Image location labeling entries:
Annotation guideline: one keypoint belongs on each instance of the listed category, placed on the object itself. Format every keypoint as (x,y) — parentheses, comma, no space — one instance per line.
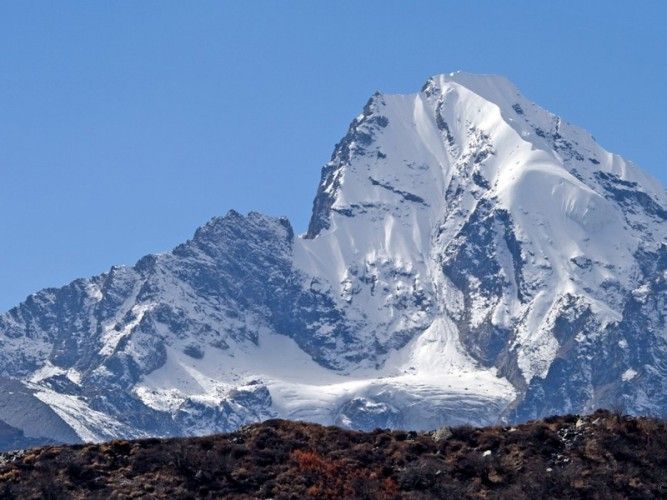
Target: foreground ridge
(602,455)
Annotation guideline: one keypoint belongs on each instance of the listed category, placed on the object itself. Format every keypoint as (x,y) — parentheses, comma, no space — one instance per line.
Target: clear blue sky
(124,125)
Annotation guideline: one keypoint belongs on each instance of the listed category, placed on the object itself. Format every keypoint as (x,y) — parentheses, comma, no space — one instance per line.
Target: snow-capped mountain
(470,258)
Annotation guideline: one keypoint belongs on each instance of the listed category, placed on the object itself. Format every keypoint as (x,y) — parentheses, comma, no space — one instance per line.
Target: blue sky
(125,124)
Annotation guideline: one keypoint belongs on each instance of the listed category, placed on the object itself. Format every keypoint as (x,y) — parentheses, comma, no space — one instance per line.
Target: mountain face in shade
(471,258)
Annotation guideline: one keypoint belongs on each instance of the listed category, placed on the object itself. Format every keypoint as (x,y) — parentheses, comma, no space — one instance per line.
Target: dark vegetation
(603,455)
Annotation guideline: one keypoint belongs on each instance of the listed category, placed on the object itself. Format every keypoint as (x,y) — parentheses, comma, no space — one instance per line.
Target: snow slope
(471,257)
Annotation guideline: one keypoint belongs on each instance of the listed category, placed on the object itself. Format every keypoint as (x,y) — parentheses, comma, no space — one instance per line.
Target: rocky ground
(603,455)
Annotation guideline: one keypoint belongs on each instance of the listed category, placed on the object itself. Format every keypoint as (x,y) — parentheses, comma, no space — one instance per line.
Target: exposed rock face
(470,258)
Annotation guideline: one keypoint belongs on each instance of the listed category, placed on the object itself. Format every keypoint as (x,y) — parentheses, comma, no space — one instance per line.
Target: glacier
(471,258)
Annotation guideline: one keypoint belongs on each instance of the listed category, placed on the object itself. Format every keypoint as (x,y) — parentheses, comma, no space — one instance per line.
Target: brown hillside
(598,456)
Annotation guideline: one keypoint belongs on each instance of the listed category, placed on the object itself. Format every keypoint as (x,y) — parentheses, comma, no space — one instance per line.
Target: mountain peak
(471,257)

Written exercise => Drop the pictures and reproduce the rest of the entries above exactly.

Task solution =>
Annotation guideline: one keypoint belongs on each instance of the listed category, placed on the object itself. Format every keypoint as (x,y) — parentheses, comma, no space — one instance per line.
Target: foreground ridge
(602,455)
Annotation guideline: one keypoint belongs on each instance of the listed category, placed on the object itself. Format every keypoint as (x,y) — parentheses, comma, no space — one instance per line.
Target: clear blue sky
(124,125)
Annotation guideline: one keypoint belongs on each instance of the listed category, placed on the object itself. Format every keypoint as (x,y) — parentheses, comma, no space — one instance per line.
Target: snow-capped mountain
(470,258)
Annotation guideline: one keypoint belongs on each instance of the listed category, placed on the object itself. Format every keypoint as (x,y) — parentheses, comma, no space — one instance per line.
Target: blue sky
(125,124)
Annotation guideline: one keypoint belongs on each instance of the listed category, placed on the object itself. Format every keypoint as (x,y) — parentheses, comma, no space — one instance per line.
Target: mountain face in shade
(471,258)
Annotation guideline: one keypoint belongs on each instance of the listed category, placed on the object itself. Format every keypoint as (x,y) — parentheses, comma, no space — one instance per line.
Target: dark vegetation
(603,455)
Annotation guideline: one keypoint belongs on each instance of the listed category, placed on the object itself. Format every keypoint as (x,y) — parentheses, comma, no space — one instance per line.
Target: snow slope
(471,257)
Annotation guideline: one keypoint belongs on each instance of the listed category, placed on the object itself. Format every keypoint as (x,y) — parentheses, comma, no space — one instance per line.
Target: rocky ground
(603,455)
Annotation guideline: one keypoint belongs on each instance of the listed category, placed on the object itself. Format every keypoint as (x,y) — parentheses, comma, no space — one instance per line.
Target: exposed rock face
(470,258)
Annotation guideline: one keypoint belongs on each instance of the listed category, placed on the object itself. Format every keypoint as (x,y) — parentheses, comma, no space — one instance per line.
Target: glacier
(471,258)
Annotation guideline: one keypoint belongs on each instance of the listed category, placed on the object itself. Format every keypoint as (x,y) — parentheses, comma, no space — one instance per line.
Target: brown hillside
(598,456)
Annotation guideline: one keypoint belongs on each instance of the listed category, placed on the object itself. Format every keypoint as (x,y) — parentheses, comma, no space — one instance per line.
Target: mountain peak
(471,257)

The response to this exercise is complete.